— EXERCISE DESCRIPTION —
Please carry on the court opinion about the insurance appraisal after the two fires, starting right after its last sentence, and leave the records alone.

— TEXT —
________

Without adverting to this phase of the situation further, we state that the uncontradicted evidence indicates that the defendant, in good faith, sought an appraisal. We are satisfied that the plaintiff’s failure to yield to the defendant’s demand was not the result of bad faith, but of ignorance.

While the defendant was still insisting upon an appraisal, and while the plaintiff, through an attorney, was trying to obtain a settlement without an appraisal, the second fire, that is, the one of August 15, 1933, occurred.

According to the testimony, the combined effect of the two fires damaged the structure 60 per cent, and the Portland ordinances will not permit of its being repaired. November 7, 1933, the plaintiff, in a letter prepared by his attorney, stated to the defendant:

“I hereby give you notice that I consent to an appraisal of the cash value, loss and damage, to the dwell *399 ing and articles covered by the above-mentioned insurance policies, and that I nominate and select J. W. Darling as my appraiser.”

________

— INFORMATION GIVEN —
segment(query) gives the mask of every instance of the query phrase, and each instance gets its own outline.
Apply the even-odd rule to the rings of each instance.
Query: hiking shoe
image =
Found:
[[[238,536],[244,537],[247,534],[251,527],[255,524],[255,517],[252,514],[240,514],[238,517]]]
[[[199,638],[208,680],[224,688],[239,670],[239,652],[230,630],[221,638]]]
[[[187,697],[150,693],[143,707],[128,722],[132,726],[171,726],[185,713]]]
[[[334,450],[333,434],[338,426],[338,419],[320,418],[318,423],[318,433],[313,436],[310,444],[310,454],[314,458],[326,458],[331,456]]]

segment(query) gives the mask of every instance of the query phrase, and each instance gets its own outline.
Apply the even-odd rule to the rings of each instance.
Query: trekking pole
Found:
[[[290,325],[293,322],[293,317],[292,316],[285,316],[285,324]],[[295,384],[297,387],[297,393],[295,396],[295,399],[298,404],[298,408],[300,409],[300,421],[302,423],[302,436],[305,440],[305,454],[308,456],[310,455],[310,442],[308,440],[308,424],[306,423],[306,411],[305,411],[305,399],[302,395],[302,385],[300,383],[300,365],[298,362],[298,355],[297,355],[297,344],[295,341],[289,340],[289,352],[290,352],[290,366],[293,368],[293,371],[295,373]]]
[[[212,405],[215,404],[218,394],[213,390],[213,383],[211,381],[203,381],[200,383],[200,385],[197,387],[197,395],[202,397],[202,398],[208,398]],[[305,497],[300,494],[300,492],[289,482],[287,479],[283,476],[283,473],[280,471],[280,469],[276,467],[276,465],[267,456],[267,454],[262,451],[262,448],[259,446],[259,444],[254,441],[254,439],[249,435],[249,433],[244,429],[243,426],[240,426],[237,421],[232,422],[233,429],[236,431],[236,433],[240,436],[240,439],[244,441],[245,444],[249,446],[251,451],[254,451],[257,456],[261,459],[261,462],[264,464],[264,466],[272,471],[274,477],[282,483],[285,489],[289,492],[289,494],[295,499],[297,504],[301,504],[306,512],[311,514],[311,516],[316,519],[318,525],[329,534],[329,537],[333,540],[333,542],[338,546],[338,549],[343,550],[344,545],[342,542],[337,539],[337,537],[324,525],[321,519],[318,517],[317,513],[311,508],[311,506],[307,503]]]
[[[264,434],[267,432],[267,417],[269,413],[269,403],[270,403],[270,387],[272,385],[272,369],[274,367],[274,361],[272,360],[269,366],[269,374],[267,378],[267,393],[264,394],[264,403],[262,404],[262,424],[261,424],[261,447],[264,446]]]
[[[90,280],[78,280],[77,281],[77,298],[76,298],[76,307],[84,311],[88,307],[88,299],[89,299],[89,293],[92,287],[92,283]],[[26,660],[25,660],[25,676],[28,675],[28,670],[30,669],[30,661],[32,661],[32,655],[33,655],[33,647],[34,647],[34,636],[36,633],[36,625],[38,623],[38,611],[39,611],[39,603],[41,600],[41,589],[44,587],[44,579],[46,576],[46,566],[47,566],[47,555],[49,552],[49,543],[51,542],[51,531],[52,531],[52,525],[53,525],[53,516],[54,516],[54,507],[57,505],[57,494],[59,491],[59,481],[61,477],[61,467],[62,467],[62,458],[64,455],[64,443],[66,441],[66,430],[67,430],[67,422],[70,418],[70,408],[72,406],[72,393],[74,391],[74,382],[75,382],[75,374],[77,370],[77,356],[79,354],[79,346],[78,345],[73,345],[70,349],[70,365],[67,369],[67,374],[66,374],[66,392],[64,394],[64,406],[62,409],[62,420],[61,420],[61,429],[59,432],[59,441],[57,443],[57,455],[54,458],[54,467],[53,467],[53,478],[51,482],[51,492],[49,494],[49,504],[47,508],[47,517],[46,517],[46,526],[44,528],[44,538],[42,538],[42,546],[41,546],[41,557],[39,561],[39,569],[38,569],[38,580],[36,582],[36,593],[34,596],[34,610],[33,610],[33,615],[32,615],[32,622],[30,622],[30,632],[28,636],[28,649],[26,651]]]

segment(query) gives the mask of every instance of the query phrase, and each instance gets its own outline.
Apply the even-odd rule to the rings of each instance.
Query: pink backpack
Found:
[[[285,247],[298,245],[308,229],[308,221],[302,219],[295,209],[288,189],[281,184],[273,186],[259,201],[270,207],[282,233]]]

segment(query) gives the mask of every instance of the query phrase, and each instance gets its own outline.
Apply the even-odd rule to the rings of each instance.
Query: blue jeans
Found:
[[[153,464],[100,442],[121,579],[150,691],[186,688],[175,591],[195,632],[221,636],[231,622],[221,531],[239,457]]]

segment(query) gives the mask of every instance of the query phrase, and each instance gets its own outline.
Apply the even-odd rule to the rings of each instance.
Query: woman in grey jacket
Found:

________

— RESULT OF THIS TASK —
December 22, 1933, the plaintiff and his attorney addressed another letter to the defendant, from which we quote:

“We hereby offer to appoint an appraiser torepresent Michele Ciapanna in the matter of arbitrating the fire losses under the above policies, and we hereby now, and by this letter, offer to appoint such arbitrator to represent the insured. * * *”

From the defendant’s reply to these letters we quote:

“In answer to same you are advised that there appears to be no occasion for an appraisal from the loss under fire of August 15, 1933, as the amount of that loss has been agreed upon, and the Company has offered payment and tendered draft in payment of same several times; and that after the fire of March 15,1933 repeated demands for an appraisal were made by us as representatives of the Lincoln Fire Insurance Company, resulting only in positive refusals by the assured, and that under these circumstances, and in view of the complete destruction of the subject matter of insurance by the latter fire, the request of the assured for an appraisal comes too late for consideration.”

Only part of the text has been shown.